- Your goal: Show every line of the entries that contains the word "temple", matching case exactly.

* Start Stored rows *

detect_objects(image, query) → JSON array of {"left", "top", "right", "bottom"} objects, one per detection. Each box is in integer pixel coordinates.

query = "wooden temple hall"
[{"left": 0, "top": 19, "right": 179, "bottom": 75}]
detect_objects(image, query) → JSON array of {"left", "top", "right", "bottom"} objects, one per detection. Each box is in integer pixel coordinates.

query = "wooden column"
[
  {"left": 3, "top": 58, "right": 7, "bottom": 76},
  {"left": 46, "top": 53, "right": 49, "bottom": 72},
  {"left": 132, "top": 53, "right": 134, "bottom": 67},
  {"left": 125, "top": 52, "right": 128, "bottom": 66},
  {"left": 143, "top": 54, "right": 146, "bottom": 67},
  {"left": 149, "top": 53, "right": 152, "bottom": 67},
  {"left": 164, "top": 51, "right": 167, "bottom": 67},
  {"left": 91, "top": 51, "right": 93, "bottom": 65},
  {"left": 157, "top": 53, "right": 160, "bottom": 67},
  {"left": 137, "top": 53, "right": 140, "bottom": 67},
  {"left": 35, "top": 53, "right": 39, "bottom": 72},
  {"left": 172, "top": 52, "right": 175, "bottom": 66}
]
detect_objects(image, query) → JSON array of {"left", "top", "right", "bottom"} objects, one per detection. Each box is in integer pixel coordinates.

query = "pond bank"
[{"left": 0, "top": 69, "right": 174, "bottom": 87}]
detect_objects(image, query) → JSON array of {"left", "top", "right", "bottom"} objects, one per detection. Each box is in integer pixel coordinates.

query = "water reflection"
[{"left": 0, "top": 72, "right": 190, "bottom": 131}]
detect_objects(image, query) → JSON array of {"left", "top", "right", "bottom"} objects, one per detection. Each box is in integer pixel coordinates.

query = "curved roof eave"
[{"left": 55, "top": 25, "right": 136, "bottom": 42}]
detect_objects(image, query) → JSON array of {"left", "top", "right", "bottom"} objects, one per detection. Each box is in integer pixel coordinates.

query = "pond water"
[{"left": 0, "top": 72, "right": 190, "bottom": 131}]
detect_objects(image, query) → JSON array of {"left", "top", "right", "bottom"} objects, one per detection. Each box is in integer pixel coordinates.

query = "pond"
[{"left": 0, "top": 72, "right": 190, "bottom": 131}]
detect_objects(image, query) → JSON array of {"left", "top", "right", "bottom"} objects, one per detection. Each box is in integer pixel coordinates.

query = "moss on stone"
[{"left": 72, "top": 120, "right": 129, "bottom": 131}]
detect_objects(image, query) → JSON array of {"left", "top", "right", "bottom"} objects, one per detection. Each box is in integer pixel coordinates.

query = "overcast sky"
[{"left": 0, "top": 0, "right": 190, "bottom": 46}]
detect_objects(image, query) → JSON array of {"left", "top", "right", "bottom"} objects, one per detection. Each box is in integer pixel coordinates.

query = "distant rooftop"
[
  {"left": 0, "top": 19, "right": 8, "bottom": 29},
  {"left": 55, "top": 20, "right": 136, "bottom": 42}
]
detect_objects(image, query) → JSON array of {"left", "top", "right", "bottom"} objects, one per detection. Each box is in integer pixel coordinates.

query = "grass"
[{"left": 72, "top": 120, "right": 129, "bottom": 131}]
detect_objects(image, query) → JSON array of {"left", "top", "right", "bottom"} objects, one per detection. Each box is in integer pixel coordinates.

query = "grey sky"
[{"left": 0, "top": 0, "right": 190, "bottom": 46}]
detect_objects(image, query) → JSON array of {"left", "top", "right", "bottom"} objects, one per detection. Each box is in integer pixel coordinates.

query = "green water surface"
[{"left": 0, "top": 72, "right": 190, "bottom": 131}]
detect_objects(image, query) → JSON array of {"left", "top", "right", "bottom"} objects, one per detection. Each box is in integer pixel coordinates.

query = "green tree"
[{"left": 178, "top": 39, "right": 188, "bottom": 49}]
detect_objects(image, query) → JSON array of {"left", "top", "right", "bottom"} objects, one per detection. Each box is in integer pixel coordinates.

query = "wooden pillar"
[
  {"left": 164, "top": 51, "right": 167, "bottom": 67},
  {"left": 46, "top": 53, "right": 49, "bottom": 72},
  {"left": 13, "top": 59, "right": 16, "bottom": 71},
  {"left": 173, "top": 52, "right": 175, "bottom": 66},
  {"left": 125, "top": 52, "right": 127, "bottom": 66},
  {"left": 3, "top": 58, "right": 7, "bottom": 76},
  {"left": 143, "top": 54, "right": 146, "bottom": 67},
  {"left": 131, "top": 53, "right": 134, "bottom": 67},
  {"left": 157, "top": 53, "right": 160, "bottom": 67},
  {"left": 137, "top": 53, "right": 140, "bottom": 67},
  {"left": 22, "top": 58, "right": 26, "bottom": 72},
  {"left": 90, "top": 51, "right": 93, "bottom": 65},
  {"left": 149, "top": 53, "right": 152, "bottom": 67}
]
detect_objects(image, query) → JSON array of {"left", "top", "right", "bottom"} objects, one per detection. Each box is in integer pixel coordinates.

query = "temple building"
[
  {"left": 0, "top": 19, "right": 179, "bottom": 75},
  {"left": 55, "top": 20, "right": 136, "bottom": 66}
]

* End Stored rows *

- Full answer:
query = "wooden temple hall"
query = "temple building"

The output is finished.